_Data excerpts_
· · · ·

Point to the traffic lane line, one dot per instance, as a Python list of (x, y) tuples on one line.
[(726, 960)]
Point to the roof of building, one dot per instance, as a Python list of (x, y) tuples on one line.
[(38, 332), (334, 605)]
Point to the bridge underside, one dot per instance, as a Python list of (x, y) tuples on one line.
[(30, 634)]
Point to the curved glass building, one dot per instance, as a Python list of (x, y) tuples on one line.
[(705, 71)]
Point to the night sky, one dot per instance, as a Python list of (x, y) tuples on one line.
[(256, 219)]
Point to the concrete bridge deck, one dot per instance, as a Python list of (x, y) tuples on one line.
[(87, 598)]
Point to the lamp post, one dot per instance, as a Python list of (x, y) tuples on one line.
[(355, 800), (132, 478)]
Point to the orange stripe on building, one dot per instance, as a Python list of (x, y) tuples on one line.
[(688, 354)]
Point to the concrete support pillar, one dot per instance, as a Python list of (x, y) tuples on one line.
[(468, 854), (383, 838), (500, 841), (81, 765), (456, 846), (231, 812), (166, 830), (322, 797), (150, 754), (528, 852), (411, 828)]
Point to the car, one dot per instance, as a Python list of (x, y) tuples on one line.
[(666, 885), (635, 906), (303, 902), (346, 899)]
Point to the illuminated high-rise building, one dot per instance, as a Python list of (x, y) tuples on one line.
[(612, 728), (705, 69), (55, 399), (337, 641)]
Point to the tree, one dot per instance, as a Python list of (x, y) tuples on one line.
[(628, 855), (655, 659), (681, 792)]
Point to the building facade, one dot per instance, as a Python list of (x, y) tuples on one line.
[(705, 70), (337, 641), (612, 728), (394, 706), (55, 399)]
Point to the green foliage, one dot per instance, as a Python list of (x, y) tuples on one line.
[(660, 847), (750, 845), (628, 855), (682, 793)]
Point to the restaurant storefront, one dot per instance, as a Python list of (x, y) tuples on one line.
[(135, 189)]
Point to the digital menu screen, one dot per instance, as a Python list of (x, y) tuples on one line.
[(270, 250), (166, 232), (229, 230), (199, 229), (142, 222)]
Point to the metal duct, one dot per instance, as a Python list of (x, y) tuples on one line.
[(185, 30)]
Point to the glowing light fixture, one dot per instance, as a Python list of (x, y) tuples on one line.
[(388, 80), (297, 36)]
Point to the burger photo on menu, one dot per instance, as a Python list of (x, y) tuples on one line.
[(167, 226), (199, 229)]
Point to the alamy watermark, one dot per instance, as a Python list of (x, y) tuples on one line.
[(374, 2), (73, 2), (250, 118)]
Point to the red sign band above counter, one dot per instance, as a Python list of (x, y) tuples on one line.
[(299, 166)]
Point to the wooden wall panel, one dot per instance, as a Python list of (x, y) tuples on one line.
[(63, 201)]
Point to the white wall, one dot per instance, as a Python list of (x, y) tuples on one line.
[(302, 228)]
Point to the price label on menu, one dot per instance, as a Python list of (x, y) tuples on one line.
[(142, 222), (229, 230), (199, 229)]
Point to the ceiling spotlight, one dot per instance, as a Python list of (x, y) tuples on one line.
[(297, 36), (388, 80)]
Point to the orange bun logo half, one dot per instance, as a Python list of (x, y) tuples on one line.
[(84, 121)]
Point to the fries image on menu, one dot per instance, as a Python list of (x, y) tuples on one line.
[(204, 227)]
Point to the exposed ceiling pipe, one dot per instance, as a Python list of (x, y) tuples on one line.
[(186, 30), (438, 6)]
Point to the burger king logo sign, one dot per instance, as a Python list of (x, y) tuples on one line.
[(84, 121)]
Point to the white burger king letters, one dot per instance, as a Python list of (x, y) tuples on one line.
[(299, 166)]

· · · ·

_Task requirements_
Start to finish, output the whole listing exactly.

_Answer area_
Point to the traffic lane line, one dot per instance, as a Python list of (x, y) tuples on one line.
[(726, 960)]
Point to the roof of building, one dot per instance, as a Python list of (x, y) tuples on one line.
[(38, 332), (334, 605)]
Point to the bridge underside, one dot per instance, as a Python list of (x, y) tuples on one line.
[(30, 634)]
Point to the curved glass building, one dot per instance, as a Python list of (x, y) tuples on one line.
[(705, 71)]
Point to the night sky, one dot per instance, as a Python list of (x, y) tuples on one line.
[(256, 219)]
Point to the concrete bridge deck, one dot per instance, as a Python list of (x, y) tuples on one line.
[(87, 598)]
Point to the lamp post, one dot per instance, as a Python list of (x, y) tuples on one line.
[(355, 800), (132, 478)]
Point to the orange stripe on building, one dot per instance, as a Python list of (x, y) tuples on one line.
[(688, 354)]
Point to the concrete support pillar, one dot per instance, as a Python list of (x, y) tuples on one line.
[(468, 854), (383, 838), (500, 841), (81, 765), (456, 846), (231, 812), (166, 830), (322, 797), (150, 754), (528, 852), (411, 828)]
Point to the car, one dot per instance, as a Python list of (x, y) tuples on one line.
[(666, 885), (635, 906), (303, 902), (346, 899)]
Point to the illuminated high-rise building, one dot per instance, as a Python list of (x, y) tuples on one line.
[(612, 728), (705, 69), (55, 399), (337, 641)]
Point to the tree, one dot per instance, as a Python list of (x, y) tuples on one line.
[(628, 855), (655, 659), (681, 792)]
Point to the building facade, one dot per instance, as a Python list of (x, y) tuples on one line.
[(705, 70), (337, 641), (612, 728), (394, 706), (55, 399)]
Point to the green foliage, one dot per instance, as a Python list of (x, y) tuples on one line.
[(660, 847), (750, 845), (628, 855), (682, 793)]
Point to the restaurant storefront, one dot per instance, as a Python list of (x, y) tuples on one line.
[(135, 189)]
Point to the digital menu screen, one dot per instance, as a Python list of (x, y) tuples on one line.
[(270, 250), (166, 232), (229, 230), (199, 229), (142, 222)]
Point to the metal duct, one dot per instance, as a Python list of (x, y) tuples on one line.
[(185, 30)]
Point to the glowing light fixture, one dot per instance, as a Python list of (x, y) tuples on one line.
[(388, 80), (297, 36)]
Point to the burger photo on menu, one dot per instance, as a Python list of (x, y) tuples on one line.
[(167, 226), (199, 229)]
Point to the alamy watermark, one dot per instance, as a Python list of (x, y) tuples on one line.
[(374, 2), (73, 2), (250, 118)]
Point to the red sign band above counter, one dot per instance, as a Python list of (x, y) tuples on one line.
[(299, 166)]
Point to the wooden wall panel, one dot per instance, as a Python list of (x, y) tuples on one line.
[(63, 201)]
Point to the white wall, one dot per instance, as a Python list of (x, y) tuples on one line.
[(302, 228)]
Point to the price label on menu, one dot per instance, as a Python list of (x, y) tuples on one line.
[(142, 222), (229, 230), (199, 229)]
Point to the ceiling spotlight, one dot per instance, as a Python list of (x, y) tuples on one line.
[(297, 36), (388, 80)]
Point to the orange bun logo half, one dot per instance, as a Python list of (x, y) tuples on one line.
[(84, 121)]
Point to the fries image on menu, one dot per instance, as a Python list of (x, y) tuples on one line.
[(204, 227)]
Point to the exposed ceiling pipe, one dot per instance, as a Python list of (x, y) tuples on one line.
[(186, 30), (438, 6)]
Point to the burger king logo sign, one dot per instance, as a Python list of (x, y) tuples on one line.
[(84, 121)]
Point to the white burger king letters, one dot per instance, as a Python list of (x, y) tuples on one line.
[(299, 166)]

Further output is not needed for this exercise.